* DOCUMENT TEXT:

§

The worthiness of such effort by the members to raise "themselves and their wives above pauperism" was recognised by the principal ratepayersCircular Letter from the Committee of the Yateley Branch of the Hants Friendly Society to Ratepayers 25th March 1879. They served the club in an honorary capacity and also gave some financial support, on one occasion in a most generous fashion:-


"The late Mr. Bertram Currie was astounded when Mr. Stooks told him of the existence of the Old Club and said he thought it was wonderful to think that in 1819 there were men in Yateley who had any idea of looking out for themselves and providing for sickness or any infirmity, he thought their successors were deserving of all praise and encouragement, he handed Mr. Stooks a cheque for 100 Pounds to be put to the funds." Tice, op. cit.


The Festival Day


The festival or feast day was the principal event in the club year:-


"11. This Society shall have a feast annually on Whit Wednesday, the expence of which is to be paid by the members {individually} {this is overwritten 'who partake thereof'} when every member shall attend at the club house at ten o'clock in the forenoon... and afterwards proceed decently to church; with a favour of blue and orange in his hat, to hear a sermon, and to return to dinner; the members to walk two by two in procession, either going to church or coming from it... Club hours to commence at nine o'clock in the forenoon till ten at night. No part of the expences to come out of the fund." Rules and Orders, op. cit.

"The members used to meet once a year and dine together in a large marquee that was placed on the Green in front of the Dog and Partridge, they hired a band of music, and at 11a.m. a procession was formed in front of the Dog and Partridge and headed by the Band and Banners of the two Societies, proceeded to the Vicarage to escort the Vicar down to the Church to hold a short service for them with an address, we then reformed the procession and took him back, by the time we got back to the Club house it was 1 p.m., dinner time. It was then served in the marquee to which about 125 sat down, including the gentry and others who could afford the time to come, the tickets were 2/6.

§

* MATERIAL:

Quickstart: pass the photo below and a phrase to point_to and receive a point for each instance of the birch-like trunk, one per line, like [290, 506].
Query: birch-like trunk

§

* PROBLEM A:
Answer these questions from the Yateley club text:
(i) What was the amount of the cheque that Mr. Bertram Currie handed Mr. Stooks?
(ii) On what day did rule 11 set the annual feast?
(iii) What was the price of the dinner tickets?
* PROBLEM B: Reproduce, word for word, everything in the Yateley club text from "The festival or" down to "Orders, op. cit.".

* TASK OUTPUT A:
(i) 100 Pounds
(ii) Whit Wednesday
(iii) 2/6

* TASK OUTPUT B:
The festival or feast day was the principal event in the club year:-


"11. This Society shall have a feast annually on Whit Wednesday, the expence of which is to be paid by the members {individually} {this is overwritten 'who partake thereof'} when every member shall attend at the club house at ten o'clock in the forenoon... and afterwards proceed decently to church; with a favour of blue and orange in his hat, to hear a sermon, and to return to dinner; the members to walk two by two in procession, either going to church or coming from it... Club hours to commence at nine o'clock in the forenoon till ten at night. No part of the expences to come out of the fund." Rules and Orders, op. cit.